**Given task 1:** From the DHCP lease file text, write out the passage that begins with the words containing "The weekday is" and ends with "between 0 and 59.".

**Source extract:**

COMMON STATEMENTS FOR LEASE DECLARATIONS
       While the lease file formats for DHCPv4 and DHCPv6 are different they
       share many common statements and structures.  This section describes
       the common statements while the succeeding sections describe the
       protocol specific statements.

       Dates

       A date is specified in two ways, depending on the configuration value
       for the db-time-format parameter.  If it was set to default, then the
       date fields appear as follows:

       weekday year/month/day hour:minute:second

       The weekday is present to make it easy for a human to tell when a lease
       expires - it's specified as a number from zero to six, with zero being
       Sunday.  The day of week is ignored on input.  The year is specified
       with the century, so it should generally be four digits except for
       really long leases.  The month is specified as a number starting with 1
       for January.  The day of the month is likewise specified starting with
       1.  The hour is a number between 0 and 23, the minute a number between
       0 and 59, and the second also a number between 0 and 59.

       Lease times are specified in Universal Coordinated Time (UTC), not in
       the local time zone.  There is probably nowhere in the world where the
       times recorded on a lease are always the same as wall clock times.  On
       most unix machines, you can display the current time in UTC by typing
       date -u.

**Working data:**
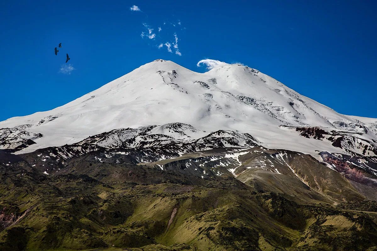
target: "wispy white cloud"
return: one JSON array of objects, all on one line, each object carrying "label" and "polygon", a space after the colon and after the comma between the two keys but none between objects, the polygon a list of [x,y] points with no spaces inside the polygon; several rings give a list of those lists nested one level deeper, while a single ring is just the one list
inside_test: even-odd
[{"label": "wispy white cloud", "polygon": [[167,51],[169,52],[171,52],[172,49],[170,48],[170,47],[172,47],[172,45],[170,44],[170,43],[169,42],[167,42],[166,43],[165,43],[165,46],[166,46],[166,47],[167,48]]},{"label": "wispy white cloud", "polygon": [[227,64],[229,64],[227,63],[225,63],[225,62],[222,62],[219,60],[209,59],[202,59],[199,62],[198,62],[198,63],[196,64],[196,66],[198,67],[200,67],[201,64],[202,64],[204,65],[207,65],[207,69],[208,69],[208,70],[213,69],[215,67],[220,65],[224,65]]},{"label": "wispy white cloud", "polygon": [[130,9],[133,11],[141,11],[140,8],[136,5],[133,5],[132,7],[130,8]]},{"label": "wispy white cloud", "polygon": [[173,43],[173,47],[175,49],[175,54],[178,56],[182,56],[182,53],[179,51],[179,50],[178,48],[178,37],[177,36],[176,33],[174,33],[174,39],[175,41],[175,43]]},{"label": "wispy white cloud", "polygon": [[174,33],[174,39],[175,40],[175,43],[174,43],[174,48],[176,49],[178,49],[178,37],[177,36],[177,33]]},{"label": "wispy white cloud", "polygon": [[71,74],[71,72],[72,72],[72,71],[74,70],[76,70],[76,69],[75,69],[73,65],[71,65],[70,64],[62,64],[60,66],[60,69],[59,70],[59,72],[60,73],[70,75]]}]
---
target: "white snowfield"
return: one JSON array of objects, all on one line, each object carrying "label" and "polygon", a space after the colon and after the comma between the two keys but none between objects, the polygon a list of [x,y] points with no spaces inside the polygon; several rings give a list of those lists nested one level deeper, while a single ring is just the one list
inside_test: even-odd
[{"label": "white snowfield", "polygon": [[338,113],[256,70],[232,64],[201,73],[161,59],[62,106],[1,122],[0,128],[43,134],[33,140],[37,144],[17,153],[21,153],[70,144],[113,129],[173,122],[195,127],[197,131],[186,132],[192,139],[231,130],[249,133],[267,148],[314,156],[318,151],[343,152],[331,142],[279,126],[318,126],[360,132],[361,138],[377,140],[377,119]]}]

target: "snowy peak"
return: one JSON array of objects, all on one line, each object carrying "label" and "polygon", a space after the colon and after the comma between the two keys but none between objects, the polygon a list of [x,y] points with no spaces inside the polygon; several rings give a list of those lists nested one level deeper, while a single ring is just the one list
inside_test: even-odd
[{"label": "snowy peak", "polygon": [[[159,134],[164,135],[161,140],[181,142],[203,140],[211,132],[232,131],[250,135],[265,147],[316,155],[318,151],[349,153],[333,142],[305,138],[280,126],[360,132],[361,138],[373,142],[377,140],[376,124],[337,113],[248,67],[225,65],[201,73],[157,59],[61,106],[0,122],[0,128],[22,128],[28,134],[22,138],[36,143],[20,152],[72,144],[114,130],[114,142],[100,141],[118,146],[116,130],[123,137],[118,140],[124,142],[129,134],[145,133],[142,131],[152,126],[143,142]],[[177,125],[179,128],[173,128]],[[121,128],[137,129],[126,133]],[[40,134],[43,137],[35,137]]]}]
...
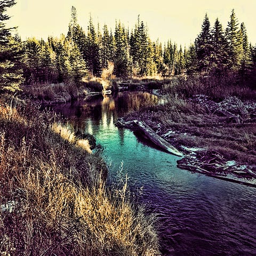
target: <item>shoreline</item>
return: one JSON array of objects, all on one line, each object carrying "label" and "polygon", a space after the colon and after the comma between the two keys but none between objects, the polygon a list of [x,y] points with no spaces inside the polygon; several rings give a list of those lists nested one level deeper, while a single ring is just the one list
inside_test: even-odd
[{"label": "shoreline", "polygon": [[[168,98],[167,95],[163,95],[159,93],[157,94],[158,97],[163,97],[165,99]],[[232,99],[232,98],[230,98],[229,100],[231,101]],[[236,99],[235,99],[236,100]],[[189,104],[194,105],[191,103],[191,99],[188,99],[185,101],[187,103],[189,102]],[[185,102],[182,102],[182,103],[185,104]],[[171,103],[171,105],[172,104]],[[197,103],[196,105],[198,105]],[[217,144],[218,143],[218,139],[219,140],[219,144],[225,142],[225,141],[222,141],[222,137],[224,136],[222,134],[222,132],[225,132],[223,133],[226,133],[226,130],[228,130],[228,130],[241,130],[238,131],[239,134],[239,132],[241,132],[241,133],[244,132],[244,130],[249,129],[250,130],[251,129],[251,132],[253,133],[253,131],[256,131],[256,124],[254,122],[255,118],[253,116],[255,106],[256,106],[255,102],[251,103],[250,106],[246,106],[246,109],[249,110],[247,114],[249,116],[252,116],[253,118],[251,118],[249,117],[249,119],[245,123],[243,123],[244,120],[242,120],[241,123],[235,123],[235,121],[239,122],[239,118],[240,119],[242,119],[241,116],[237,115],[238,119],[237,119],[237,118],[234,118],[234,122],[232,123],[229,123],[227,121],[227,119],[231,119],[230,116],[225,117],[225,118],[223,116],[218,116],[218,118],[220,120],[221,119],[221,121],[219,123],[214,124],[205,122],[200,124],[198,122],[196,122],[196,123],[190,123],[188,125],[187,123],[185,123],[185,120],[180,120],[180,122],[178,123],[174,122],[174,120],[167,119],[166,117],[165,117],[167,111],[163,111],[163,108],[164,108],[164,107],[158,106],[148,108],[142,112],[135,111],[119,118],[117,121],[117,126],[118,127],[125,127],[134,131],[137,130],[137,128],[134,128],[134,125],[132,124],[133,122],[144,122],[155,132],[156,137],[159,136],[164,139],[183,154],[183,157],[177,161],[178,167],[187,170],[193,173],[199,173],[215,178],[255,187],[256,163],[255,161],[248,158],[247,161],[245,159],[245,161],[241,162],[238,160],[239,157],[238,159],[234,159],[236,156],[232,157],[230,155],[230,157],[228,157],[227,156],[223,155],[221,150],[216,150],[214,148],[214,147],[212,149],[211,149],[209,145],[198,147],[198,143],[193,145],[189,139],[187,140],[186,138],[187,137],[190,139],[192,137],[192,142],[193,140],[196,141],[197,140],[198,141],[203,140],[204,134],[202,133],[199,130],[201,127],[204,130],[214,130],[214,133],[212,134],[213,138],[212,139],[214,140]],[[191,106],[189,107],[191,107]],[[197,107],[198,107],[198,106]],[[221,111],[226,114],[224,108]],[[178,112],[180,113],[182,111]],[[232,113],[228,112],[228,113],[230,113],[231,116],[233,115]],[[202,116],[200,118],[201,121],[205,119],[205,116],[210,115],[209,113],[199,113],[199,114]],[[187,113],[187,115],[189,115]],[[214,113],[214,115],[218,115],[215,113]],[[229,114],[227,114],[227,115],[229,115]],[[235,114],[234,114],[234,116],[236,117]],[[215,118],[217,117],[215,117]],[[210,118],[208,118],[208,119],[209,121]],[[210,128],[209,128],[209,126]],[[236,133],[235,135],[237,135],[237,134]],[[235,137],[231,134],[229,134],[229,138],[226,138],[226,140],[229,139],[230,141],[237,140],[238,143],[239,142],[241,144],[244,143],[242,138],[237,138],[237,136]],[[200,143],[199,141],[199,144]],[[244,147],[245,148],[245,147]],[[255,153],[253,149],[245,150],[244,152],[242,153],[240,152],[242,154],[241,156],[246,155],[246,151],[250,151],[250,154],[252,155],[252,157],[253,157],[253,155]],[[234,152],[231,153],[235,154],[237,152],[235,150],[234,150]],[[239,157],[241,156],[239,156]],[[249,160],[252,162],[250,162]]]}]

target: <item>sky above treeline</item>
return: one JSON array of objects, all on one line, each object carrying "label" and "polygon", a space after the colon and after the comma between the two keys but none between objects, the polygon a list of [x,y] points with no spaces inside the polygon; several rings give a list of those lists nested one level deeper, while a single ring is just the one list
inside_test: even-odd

**Given task 2:** Pick out every line in the rows that contains the string "item".

**Written solution 1:**
The weekday is present to make it easy for a human to tell when a lease
       expires - it's specified as a number from zero to six, with zero being
       Sunday.  The day of week is ignored on input.  The year is specified
       with the century, so it should generally be four digits except for
       really long leases.  The month is specified as a number starting with 1
       for January.  The day of the month is likewise specified starting with
       1.  The hour is a number between 0 and 23, the minute a number between
       0 and 59, and the second also a number between 0 and 59.

**Written solution 2:**
target: <item>shoreline</item>
target: <item>sky above treeline</item>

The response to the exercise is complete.